RECORDS FOR PROCESSING:
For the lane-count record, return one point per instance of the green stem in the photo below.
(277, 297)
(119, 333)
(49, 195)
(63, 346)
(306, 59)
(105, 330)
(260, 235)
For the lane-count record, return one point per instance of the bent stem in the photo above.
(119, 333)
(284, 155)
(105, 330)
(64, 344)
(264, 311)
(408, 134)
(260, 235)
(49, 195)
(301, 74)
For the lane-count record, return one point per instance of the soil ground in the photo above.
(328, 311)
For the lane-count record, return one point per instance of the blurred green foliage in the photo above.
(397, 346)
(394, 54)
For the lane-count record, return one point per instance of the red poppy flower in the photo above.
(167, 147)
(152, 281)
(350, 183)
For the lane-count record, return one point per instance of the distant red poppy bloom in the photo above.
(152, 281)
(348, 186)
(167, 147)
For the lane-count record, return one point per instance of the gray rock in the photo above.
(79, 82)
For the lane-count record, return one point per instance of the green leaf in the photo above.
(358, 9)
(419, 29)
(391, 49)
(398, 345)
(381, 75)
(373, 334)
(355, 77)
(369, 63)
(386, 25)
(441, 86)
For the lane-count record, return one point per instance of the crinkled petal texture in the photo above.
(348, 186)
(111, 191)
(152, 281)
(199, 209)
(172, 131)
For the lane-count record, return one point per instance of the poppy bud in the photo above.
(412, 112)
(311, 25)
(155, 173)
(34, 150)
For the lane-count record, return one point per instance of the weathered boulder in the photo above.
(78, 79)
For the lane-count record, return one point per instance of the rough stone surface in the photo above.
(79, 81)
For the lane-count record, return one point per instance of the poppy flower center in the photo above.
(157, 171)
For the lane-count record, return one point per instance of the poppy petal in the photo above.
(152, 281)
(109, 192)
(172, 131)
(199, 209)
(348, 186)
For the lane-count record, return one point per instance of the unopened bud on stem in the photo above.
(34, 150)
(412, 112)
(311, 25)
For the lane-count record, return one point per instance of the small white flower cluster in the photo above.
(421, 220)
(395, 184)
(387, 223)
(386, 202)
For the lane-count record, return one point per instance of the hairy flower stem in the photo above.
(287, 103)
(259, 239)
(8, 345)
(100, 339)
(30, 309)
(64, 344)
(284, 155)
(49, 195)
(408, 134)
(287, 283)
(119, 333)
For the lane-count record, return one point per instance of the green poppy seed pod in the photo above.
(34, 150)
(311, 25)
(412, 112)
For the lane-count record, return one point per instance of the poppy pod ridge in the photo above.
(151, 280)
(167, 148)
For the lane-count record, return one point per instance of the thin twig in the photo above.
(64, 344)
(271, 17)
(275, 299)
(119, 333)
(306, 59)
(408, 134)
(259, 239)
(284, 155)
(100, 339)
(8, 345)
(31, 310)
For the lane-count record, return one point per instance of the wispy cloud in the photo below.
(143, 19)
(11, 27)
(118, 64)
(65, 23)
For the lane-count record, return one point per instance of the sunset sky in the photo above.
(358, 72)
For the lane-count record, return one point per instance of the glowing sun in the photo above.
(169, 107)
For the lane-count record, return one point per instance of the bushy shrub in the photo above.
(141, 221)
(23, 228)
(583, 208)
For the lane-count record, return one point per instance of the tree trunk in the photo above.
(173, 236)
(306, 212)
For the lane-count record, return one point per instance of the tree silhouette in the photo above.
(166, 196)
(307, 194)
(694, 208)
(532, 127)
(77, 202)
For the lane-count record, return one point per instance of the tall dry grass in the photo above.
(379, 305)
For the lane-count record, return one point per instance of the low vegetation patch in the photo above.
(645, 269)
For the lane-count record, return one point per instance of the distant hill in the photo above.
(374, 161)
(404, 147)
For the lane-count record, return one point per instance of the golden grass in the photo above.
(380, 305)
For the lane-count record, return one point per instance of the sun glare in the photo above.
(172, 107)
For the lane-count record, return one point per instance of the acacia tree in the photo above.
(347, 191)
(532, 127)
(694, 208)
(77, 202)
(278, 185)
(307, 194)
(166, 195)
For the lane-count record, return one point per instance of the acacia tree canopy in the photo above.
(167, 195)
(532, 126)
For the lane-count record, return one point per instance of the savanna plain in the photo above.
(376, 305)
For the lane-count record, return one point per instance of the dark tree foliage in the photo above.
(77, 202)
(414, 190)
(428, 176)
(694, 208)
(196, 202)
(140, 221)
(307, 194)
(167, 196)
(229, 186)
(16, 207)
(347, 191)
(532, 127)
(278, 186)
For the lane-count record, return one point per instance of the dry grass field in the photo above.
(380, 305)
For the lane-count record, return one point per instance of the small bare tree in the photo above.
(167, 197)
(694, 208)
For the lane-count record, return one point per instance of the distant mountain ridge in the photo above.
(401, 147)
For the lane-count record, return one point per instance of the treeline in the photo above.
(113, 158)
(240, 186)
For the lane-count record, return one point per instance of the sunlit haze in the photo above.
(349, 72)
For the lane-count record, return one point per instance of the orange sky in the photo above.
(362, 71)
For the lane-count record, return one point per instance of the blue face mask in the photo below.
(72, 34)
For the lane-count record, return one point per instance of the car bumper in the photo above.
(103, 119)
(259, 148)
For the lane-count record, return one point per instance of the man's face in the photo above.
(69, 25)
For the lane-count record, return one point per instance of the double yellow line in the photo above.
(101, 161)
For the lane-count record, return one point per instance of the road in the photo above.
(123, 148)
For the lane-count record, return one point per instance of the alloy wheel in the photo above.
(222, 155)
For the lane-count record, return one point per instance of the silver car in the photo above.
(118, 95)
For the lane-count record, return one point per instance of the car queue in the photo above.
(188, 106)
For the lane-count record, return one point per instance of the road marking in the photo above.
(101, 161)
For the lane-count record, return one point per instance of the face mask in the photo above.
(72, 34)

TO DO: Reproduce all of the material above, changing "lane-count record" to "traffic survey" everywhere it occurs and leaving everything else untouched.

WRITTEN ANSWER:
For the traffic survey, return one point per instance of the green stem in the photo below.
(277, 297)
(119, 333)
(49, 195)
(63, 346)
(306, 59)
(105, 330)
(260, 235)
For the traffic survey, return one point per instance of the bent stem in the photo above.
(119, 333)
(284, 155)
(105, 330)
(64, 344)
(264, 311)
(408, 134)
(260, 235)
(49, 195)
(301, 74)
For the traffic survey, return one point per instance of the soil ground in the photo above.
(328, 311)
For the traffic survey, return one point per instance of the blurred green foliage in the photo above.
(397, 346)
(394, 54)
For the traffic survey, return one point per instance of the red poppy flower in the photo above.
(167, 147)
(152, 281)
(350, 183)
For the traffic survey, return one point per instance of the distant red poppy bloom in the photo above.
(152, 281)
(348, 186)
(167, 147)
For the traffic survey, return one point per instance of the gray rock in the photo above.
(79, 82)
For the traffic survey, return one point per instance of the green leaf in the photo above.
(358, 9)
(419, 29)
(391, 49)
(398, 345)
(381, 75)
(373, 334)
(355, 77)
(369, 63)
(386, 25)
(441, 86)
For the traffic survey, return one point per instance of the crinkled petal texture in the photo above.
(348, 186)
(111, 191)
(152, 281)
(199, 209)
(172, 131)
For the traffic survey, return one point per instance of the poppy bud in the photo above.
(412, 112)
(311, 25)
(155, 173)
(34, 150)
For the traffic survey, return one point per instance of the weathered boulder in the photo above.
(78, 79)
For the traffic survey, return one point per instance of the rough stone surface in the photo above.
(79, 81)
For the traffic survey, return one point per instance of the poppy flower center in the photo above.
(157, 171)
For the traffic survey, return one point per instance of the poppy petal in the photo above.
(152, 281)
(109, 192)
(172, 131)
(199, 209)
(348, 186)
For the traffic survey, return one point per instance of the unopened bud on stem in the photo above.
(34, 150)
(412, 112)
(311, 25)
For the traffic survey, return one point per instance of the small white flower cluster in the photo above.
(421, 220)
(395, 184)
(387, 223)
(386, 202)
For the traffic survey, return one point per instance of the hairy flower stem in the photo above.
(287, 103)
(259, 239)
(8, 345)
(100, 339)
(30, 309)
(64, 344)
(284, 155)
(49, 195)
(408, 134)
(287, 283)
(119, 333)
For the traffic survey, return one point per instance of the green poppy seed pod in the photo above.
(34, 150)
(311, 25)
(412, 112)
For the traffic survey, return one point per instance of the poppy pod ridge in the photo above.
(151, 280)
(167, 148)
For the traffic survey, return one point per instance of the thin twig in the photo above.
(64, 344)
(271, 17)
(275, 299)
(119, 333)
(306, 59)
(408, 134)
(259, 239)
(284, 155)
(100, 339)
(8, 345)
(31, 310)
For the traffic survey, return one point per instance of the wispy cloud in the photo below.
(143, 19)
(11, 27)
(118, 64)
(65, 23)
For the traffic survey, return one point per instance of the sunset sky in the photo above.
(358, 72)
For the traffic survey, return one point per instance of the glowing sun in the photo above.
(169, 107)
For the traffic survey, return one point per instance of the bushy shrub in the photo above.
(141, 221)
(23, 228)
(583, 208)
For the traffic survey, return one point per instance of the tree trunk in the photo above.
(173, 236)
(306, 212)
For the traffic survey, return one point per instance of the tree silhouette in the photo above.
(166, 196)
(307, 194)
(694, 208)
(532, 127)
(77, 202)
For the traffic survey, return one point per instance of the tall dry grass in the photo above.
(379, 305)
For the traffic survey, return one point per instance of the low vegetation patch in the photo above.
(645, 269)
For the traffic survey, return one point per instance of the distant hill in the photo above.
(374, 161)
(404, 147)
For the traffic survey, return one point per instance of the golden grass in the photo above.
(380, 305)
For the traffic survey, return one point per instance of the sun glare in the photo above.
(172, 107)
For the traffic survey, return one point per instance of the acacia tree in the photo above.
(347, 191)
(532, 127)
(694, 208)
(77, 202)
(278, 185)
(307, 194)
(166, 195)
For the traffic survey, return one point per instance of the acacia tree canopy in the photo above.
(167, 195)
(532, 126)
For the traffic survey, return one point per instance of the savanna plain in the photo above.
(376, 305)
For the traffic survey, return one point per instance of the dark tree foliage in the photo above.
(77, 202)
(414, 190)
(428, 176)
(694, 208)
(196, 202)
(140, 221)
(307, 194)
(167, 196)
(229, 186)
(16, 207)
(347, 191)
(532, 127)
(278, 186)
For the traffic survey, return one point per instance of the dry grass field in the photo above.
(380, 305)
For the traffic survey, return one point per instance of the small bare tree in the photo above.
(167, 197)
(694, 208)
For the traffic survey, return one point per instance of the distant mountain ridge in the photo above.
(401, 147)
For the traffic survey, return one point per instance of the treeline in the photo above.
(113, 158)
(240, 186)
For the traffic survey, return one point per instance of the sunlit haze in the photo above.
(349, 72)
For the traffic survey, return one point per instance of the orange sky in the photo above.
(362, 71)
For the traffic survey, return one point per instance of the blue face mask in the photo below.
(72, 34)
For the traffic survey, return one point per instance of the car bumper in the photo above.
(103, 119)
(259, 148)
For the traffic survey, return one point per instance of the man's face in the photo above.
(69, 25)
For the traffic survey, return one point per instance of the double yellow line in the photo above.
(101, 161)
For the traffic survey, return one point per instance of the road in the photo above.
(123, 148)
For the traffic survey, return one point per instance of the alloy wheel in the photo above.
(222, 155)
For the traffic survey, return one point per instance of the silver car in the photo above.
(118, 95)
For the traffic survey, return one point per instance of the car queue in the photo above.
(188, 106)
For the traffic survey, return one point per instance of the road marking in the photo above.
(101, 161)
For the traffic survey, return one point per instance of the face mask in the photo above.
(72, 34)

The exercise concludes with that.